Top of TEXT PASSAGE
Elsa Anna Maria Alkman, née Ahlström (18 November 1878 – 21 February 1975), was a Swedish women's rights activist, suffragist and writer. While living in Eslöv, she became an active member of the local branch of the National Association for Women's Suffrage (LKPR), lecturing, writing and organizing events. In 1916, she wrote a report on how Danish women had voted in a referendum after obtaining the right to vote. She continued to contribute to the extension of women's rights in the 1920s after Swedish women had achieved voting rights. In the 1930s, she and her husband settled in Norrköping where she played the violin and composed music for local concerts.

==Biography==
Born on 18 November 1878 in Dalarna, Elsa Anna Maria Ahlström was the only child of the civil engineer Otto Theodor Ahlström (1848–1906) and his wife
Clara Elisabeth née Guinchard (1850–1932). Brought up in a well-to-do home, as a result of her father's work on railway traffic, she spent her childhood in Täby, Gothenburg, Stockholm, Härnösand and Sölvesborg.

In 1897, she entered the Royal Swedish Academy of Music in Stockholm where she studied the violin, graduating in 1900. After an unsuccessful period as a music teacher in Sölvesborg, she worked for a bank in Malmö. There she met the pharmacist Olof Alkman (1872–1960) whom she married in 1906. They moved to Eslöv where in 1907 she joined the local branch of the LKPR. From 1911 to 1913, she was a board member of LKPR's branch for Skåne.

Alkman took a serious interest in women's suffrage, convinced that it was only a matter of time until it would be granted. In December 1916, she visited Denmark to observed how Danish women were voting for the first time in the referendum. She communicated her findings in an article published in the LKPR's journal Rösträtt för kvinnor. She emphasized how happy all classes of women were to cast their votes and hoped it would not be long before Swedish women could follow in their footsteps. While in Skåne, she wrote the novel En oförbätterlig (1911) inspired by her suffrage work. Recounting how an operetta singer struggled for the same rights as men in a small town, it was well received good reviews. In September 1916, she gave birth to a daughter, Inga Linnea.
Bottom of TEXT PASSAGE
Top of DATA RECORDS
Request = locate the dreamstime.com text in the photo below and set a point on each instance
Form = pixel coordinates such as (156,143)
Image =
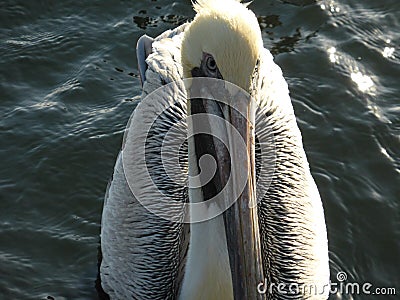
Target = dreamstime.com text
(341,287)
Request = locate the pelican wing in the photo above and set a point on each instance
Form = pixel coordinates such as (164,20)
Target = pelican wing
(293,231)
(143,254)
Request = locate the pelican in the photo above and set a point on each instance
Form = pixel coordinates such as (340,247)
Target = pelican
(280,243)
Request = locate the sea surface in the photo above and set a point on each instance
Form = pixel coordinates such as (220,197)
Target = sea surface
(69,83)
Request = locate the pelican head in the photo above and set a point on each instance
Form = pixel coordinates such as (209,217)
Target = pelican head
(224,42)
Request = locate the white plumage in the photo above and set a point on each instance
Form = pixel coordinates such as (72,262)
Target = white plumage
(145,257)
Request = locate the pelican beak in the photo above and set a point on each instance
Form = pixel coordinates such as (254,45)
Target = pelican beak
(235,181)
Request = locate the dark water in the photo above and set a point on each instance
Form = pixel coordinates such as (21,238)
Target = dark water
(69,84)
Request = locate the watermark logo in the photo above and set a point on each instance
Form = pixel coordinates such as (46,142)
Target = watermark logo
(341,287)
(155,149)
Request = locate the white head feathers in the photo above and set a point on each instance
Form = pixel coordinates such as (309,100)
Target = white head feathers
(228,31)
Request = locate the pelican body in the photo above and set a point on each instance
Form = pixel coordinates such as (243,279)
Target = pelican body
(281,241)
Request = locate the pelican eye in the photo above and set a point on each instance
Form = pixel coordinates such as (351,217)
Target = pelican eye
(211,64)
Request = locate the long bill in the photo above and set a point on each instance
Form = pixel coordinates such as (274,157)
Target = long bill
(241,219)
(233,146)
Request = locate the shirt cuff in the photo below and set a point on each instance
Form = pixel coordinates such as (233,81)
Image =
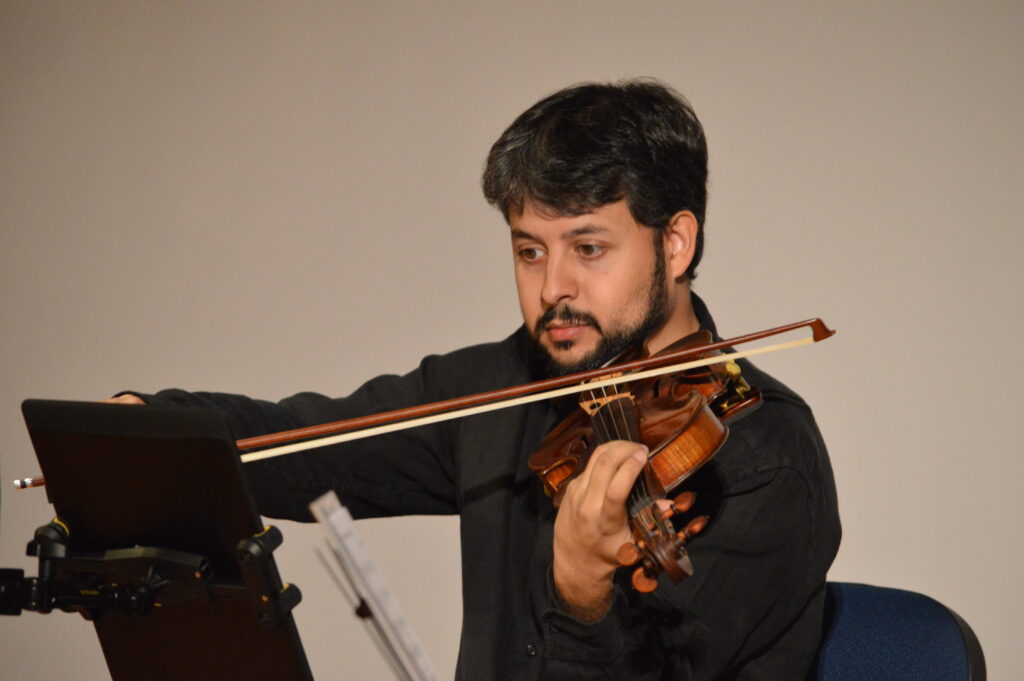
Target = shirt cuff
(570,639)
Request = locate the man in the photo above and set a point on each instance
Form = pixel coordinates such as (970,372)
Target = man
(603,187)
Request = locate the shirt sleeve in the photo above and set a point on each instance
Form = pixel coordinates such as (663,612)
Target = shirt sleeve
(754,580)
(408,472)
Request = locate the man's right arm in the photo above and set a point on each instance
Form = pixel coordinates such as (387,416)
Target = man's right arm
(408,472)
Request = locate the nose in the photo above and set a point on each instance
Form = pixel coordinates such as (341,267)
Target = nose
(559,281)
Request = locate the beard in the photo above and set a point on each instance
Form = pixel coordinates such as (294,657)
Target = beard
(612,343)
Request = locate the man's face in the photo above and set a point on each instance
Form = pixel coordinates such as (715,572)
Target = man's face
(590,286)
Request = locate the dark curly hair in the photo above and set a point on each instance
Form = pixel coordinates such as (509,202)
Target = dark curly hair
(595,143)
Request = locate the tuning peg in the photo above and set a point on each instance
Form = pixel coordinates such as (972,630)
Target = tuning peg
(642,583)
(685,501)
(693,527)
(628,554)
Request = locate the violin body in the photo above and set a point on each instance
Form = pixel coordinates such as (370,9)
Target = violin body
(682,419)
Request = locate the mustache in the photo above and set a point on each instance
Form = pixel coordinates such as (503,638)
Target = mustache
(564,313)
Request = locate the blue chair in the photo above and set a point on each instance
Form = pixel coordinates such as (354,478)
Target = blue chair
(881,634)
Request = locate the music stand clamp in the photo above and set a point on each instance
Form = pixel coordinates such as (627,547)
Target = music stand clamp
(136,580)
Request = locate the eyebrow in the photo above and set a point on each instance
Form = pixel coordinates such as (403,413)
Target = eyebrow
(579,231)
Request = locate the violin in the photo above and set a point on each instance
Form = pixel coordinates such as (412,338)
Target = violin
(682,419)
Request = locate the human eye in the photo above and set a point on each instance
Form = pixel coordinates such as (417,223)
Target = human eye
(590,251)
(528,253)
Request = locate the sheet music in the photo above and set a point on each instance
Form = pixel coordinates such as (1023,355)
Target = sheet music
(384,619)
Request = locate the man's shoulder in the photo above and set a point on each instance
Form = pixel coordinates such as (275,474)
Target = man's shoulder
(780,433)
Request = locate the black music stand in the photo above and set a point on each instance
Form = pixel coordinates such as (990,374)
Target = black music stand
(166,552)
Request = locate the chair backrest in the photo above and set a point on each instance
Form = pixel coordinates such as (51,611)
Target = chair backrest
(882,634)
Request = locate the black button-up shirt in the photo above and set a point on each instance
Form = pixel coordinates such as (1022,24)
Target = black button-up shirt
(752,610)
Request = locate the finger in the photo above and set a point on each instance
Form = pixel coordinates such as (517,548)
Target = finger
(622,483)
(617,460)
(124,399)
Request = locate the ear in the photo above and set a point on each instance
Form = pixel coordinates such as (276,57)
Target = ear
(680,242)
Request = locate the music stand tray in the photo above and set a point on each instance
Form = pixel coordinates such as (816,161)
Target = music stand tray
(151,480)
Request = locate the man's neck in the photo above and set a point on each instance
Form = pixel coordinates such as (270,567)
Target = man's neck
(680,324)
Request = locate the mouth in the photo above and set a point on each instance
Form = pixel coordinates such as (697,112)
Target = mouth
(565,333)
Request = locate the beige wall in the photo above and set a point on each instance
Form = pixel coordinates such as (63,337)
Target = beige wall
(266,198)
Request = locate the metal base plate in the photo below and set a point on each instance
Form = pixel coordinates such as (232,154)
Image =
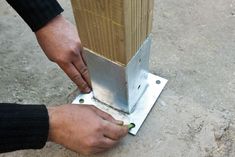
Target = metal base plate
Bottom of DATA RECORDS
* **WORK TO COMPLETE**:
1) Decide whether each statement agrees with the passage on Elsa Alkman. Answer yes or no for each, and quote the deciding words from the passage.
(a) She studied the violin at the Royal Swedish Academy of Music and graduated in 1900.
(b) She married Olof Alkman in 1907.
(c) She sat on the board of the LKPR's Skåne branch from 1911 to 1913.
2) According to the passage on Elsa Alkman, where did she and her husband settle in the 1930s?
3) Repeat the part of the passage on Elsa Alkman that opens with the words containing "Alkman took a" and closes with "daughter, Inga Linnea.", keeping every word as it appears.

* **RESPONSES TO THE TASKS**:
1)
(a) Yes: "she studied the violin, graduating in 1900"
(b) No: "whom she married in 1906"
(c) Yes: "From 1911 to 1913, she was a board member of LKPR's branch for Skåne."

2) Norrköping.

3)
Alkman took a serious interest in women's suffrage, convinced that it was only a matter of time until it would be granted. In December 1916, she visited Denmark to observed how Danish women were voting for the first time in the referendum. She communicated her findings in an article published in the LKPR's journal Rösträtt för kvinnor. She emphasized how happy all classes of women were to cast their votes and hoped it would not be long before Swedish women could follow in their footsteps. While in Skåne, she wrote the novel En oförbätterlig (1911) inspired by her suffrage work. Recounting how an operetta singer struggled for the same rights as men in a small town, it was well received good reviews. In September 1916, she gave birth to a daughter, Inga Linnea.